DATASET:
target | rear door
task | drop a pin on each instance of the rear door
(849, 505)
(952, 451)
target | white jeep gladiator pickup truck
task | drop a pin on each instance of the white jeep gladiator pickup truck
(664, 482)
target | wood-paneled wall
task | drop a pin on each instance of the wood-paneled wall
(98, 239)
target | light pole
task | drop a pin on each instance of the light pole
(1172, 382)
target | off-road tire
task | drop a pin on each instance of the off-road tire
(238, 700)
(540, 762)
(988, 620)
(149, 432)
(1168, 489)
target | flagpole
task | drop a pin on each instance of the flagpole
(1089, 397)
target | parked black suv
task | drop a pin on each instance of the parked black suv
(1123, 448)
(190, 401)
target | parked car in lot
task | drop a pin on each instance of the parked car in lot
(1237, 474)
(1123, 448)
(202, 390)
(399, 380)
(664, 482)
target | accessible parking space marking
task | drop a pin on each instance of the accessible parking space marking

WORK INSTRUCTION:
Look above for the line holding "target | light pole", then set down exactly that line and every line after it up to and including the line holding "target | parked car in lot", with nothing else.

RESPONSE AREA:
target | light pole
task | drop a pin on each instance of the light pole
(1172, 382)
target | off-road tire
task | drop a pin on each instance of the off-road tire
(238, 700)
(540, 762)
(988, 620)
(149, 432)
(1168, 489)
target | flagpole
task | drop a pin on each instance of the flagpole
(1089, 397)
target | parked black suv
task | drop a pin on each instance of the parked black suv
(1123, 448)
(190, 401)
target | parked car in lot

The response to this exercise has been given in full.